Page text:
# 28 — Prod vs Dev Playback Divergence (2026-05-09)
> Diff hunt: `arrflix.s8n.ru` (prod, BLACK SCREEN on high-quality video) vs `dev.arrflix.s8n.ru` (dev, plays fine). Same image `jellyfin/jellyfin:10.10.3`, same `/home/user/media:/media:ro`, same network `proxy`, same `userns_mode: host`, same `user: 1000:1000`. Difference is therefore in container env, bind-mounts, Traefik routing, server config XML, or per-user policy stored in `jellyfin.db`. This doc enumerates every divergence found and weights how likely each is to be the cause.
Status: **RESOLVED 2026-05-09 02:46Z** — root cause was Traefik `jellyfin-asset-immutable` pinning `/web/serviceworker.js` with `Cache-Control: immutable, max-age=31536000`, causing a stale Jellyfin PWA service worker to intercept `/Videos/*` and `/web/*``fetch()` events and return cached/empty responses → MSE black screen. Patched in dynamic.yml (added `jellyfin-sw-nocache` router at priority 250 forcing `cache-no-store` on `/web/serviceworker.js` + `/web/sw.js`). Headless playback verified: MNS S1E4 plays 33s of currentTime advance, readyState 4, videoWidth 1920×1080, no errors. See "Final fix applied + verification" section at the bottom of this doc.

Data under study:
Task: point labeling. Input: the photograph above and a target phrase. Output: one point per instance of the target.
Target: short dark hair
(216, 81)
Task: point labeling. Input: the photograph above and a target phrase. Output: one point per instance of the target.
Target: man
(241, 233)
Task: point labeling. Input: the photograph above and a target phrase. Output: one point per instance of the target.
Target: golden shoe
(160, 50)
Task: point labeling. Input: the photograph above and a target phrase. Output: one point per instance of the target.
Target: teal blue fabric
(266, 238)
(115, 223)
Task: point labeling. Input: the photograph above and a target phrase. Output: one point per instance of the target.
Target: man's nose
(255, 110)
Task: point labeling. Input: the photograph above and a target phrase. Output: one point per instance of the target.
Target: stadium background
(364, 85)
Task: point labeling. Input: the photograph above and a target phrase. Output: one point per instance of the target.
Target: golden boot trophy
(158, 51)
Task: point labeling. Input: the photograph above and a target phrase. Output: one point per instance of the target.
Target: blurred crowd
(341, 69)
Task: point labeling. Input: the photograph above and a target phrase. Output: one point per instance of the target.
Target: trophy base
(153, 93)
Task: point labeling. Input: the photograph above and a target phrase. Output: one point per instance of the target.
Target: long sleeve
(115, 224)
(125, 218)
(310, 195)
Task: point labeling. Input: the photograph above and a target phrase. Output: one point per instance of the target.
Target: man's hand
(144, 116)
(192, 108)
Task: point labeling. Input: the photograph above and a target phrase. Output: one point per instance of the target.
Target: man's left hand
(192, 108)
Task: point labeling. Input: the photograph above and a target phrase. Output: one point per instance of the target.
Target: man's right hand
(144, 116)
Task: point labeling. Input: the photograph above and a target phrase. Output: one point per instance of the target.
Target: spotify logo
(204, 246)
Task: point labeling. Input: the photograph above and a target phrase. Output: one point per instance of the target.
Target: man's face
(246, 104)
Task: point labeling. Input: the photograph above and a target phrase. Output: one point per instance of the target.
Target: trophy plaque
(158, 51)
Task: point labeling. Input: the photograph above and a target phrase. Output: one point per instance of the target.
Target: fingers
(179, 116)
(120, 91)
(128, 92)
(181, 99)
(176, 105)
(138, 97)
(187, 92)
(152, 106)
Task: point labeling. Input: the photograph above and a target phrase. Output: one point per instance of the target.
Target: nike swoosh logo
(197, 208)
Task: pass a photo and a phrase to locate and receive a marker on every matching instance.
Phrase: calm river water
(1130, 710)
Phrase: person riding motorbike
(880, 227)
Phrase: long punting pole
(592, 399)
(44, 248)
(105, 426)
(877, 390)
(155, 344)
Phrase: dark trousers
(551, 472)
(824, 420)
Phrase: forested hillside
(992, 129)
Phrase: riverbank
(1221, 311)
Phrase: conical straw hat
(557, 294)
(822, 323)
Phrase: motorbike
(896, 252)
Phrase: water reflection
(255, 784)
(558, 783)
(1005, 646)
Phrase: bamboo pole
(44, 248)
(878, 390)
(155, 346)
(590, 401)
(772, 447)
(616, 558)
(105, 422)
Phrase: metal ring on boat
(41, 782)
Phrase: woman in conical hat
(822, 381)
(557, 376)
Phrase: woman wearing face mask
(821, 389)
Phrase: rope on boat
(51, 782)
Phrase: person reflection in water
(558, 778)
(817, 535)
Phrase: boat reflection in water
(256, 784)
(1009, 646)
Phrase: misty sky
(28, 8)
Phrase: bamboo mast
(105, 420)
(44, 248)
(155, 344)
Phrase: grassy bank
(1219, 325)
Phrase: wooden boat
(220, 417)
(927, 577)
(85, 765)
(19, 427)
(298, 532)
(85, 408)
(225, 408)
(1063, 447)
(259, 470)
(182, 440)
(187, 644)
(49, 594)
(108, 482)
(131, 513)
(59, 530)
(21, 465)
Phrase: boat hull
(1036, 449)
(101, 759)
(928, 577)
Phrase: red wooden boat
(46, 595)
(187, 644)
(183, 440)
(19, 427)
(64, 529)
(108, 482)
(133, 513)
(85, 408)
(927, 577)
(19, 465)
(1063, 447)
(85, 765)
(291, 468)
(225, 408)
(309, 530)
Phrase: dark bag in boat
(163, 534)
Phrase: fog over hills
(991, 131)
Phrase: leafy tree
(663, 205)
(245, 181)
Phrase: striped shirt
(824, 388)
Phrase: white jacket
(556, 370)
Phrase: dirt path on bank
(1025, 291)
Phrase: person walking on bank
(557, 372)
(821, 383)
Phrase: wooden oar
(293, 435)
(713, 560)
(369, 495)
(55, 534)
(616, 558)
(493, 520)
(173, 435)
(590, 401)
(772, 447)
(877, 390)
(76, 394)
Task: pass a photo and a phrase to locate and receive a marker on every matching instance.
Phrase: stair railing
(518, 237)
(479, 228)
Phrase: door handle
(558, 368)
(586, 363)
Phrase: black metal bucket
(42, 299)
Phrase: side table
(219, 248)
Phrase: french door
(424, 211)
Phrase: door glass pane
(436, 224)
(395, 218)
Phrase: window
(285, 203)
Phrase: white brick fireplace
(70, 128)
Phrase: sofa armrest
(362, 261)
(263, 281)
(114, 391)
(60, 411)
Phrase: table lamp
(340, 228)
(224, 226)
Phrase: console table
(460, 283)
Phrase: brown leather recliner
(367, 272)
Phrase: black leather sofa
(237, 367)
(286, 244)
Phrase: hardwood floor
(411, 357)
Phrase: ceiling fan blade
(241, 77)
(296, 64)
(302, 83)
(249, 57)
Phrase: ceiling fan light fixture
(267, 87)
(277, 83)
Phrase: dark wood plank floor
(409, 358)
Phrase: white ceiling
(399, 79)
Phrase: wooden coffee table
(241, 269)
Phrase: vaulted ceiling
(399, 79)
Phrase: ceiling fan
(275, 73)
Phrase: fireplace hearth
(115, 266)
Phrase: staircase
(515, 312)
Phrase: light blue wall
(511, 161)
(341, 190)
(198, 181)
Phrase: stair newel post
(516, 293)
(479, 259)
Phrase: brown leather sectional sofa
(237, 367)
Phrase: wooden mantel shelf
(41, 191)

What the exercise asks:
In the playback divergence notes, starting with "# 28 — Prod" and going on through "be the cause.", swap "container env" for "container environment variables" and give that part again.

Solution below:
# 28 — Prod vs Dev Playback Divergence (2026-05-09)
> Diff hunt: `arrflix.s8n.ru` (prod, BLACK SCREEN on high-quality video) vs `dev.arrflix.s8n.ru` (dev, plays fine). Same image `jellyfin/jellyfin:10.10.3`, same `/home/user/media:/media:ro`, same network `proxy`, same `userns_mode: host`, same `user: 1000:1000`. Difference is therefore in container environment variables, bind-mounts, Traefik routing, server config XML, or per-user policy stored in `jellyfin.db`. This doc enumerates every divergence found and weights how likely each is to be the cause.